**Short exercise**
State how many lines of the listing below contain the string "rock", counting a match only when the case agrees. Reply with the number alone.

**Source records**
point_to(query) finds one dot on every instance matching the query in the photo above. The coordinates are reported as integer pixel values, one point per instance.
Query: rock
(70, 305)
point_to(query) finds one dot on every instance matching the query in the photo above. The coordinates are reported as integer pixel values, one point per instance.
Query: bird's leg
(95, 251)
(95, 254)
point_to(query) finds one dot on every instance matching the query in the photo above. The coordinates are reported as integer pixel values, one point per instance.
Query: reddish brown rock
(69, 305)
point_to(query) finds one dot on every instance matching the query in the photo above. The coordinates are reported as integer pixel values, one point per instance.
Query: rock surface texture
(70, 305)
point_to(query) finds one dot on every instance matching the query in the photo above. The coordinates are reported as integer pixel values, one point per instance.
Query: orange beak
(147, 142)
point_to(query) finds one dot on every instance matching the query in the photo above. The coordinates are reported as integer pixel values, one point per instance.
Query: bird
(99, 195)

---

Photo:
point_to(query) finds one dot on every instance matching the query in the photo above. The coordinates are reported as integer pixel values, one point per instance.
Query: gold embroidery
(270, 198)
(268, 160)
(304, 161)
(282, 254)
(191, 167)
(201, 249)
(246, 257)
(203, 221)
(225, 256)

**Final result**
3